- EXTRACTED RECORDS -

=-=-=-=-=

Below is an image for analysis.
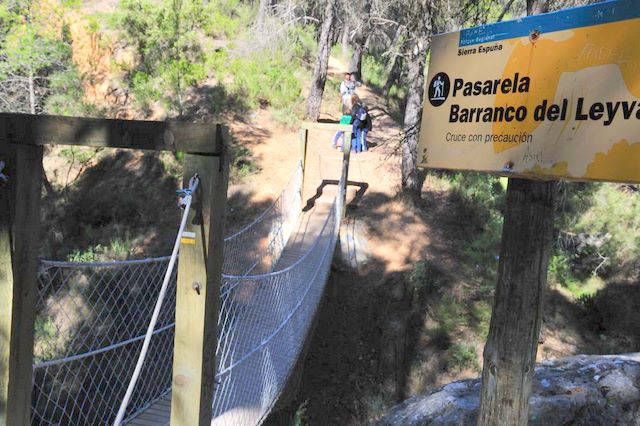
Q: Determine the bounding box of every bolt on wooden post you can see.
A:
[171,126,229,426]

=-=-=-=-=

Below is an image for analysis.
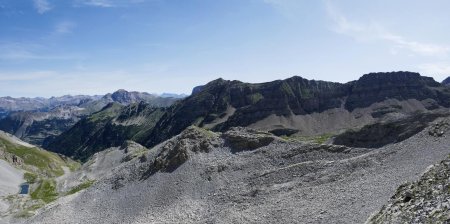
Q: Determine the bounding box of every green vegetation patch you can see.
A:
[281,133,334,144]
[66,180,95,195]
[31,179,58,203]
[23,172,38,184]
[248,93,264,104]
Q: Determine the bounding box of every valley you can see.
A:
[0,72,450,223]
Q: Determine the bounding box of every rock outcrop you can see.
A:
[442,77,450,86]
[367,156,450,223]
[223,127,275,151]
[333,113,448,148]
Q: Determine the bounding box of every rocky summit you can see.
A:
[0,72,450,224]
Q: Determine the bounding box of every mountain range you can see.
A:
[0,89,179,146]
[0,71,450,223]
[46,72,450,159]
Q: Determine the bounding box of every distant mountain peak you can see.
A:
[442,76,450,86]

=-=-=-=-=

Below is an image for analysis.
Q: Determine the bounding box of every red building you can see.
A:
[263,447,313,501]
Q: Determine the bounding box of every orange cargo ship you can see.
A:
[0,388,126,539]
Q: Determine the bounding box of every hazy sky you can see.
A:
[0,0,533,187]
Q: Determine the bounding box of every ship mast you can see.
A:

=-=-=-=-=

- DIRECTIONS FOR THIS TASK -
Can you rewrite the part that opens with the line containing "Q: Determine the bounding box of every rock outcrop" and closes with the line containing "[442,76,450,86]", changing "rocky summit" to "bare summit" and leaving everything else as it is? Return only those rows.

- CORRECT RESPONSE -
Q: Determine the bounding box of every rock outcrop you can see.
A:
[442,77,450,86]
[367,156,450,223]
[223,127,275,151]
[333,113,448,148]
Q: Determine the bounding box of every bare summit you can see.
A:
[0,72,450,224]
Q: Determine the bounding box of every mountain range you can see.
A:
[0,89,179,146]
[0,71,450,223]
[46,72,450,159]
Q: Determine the bounding box of every distant mountain peak you can see.
A:
[442,76,450,86]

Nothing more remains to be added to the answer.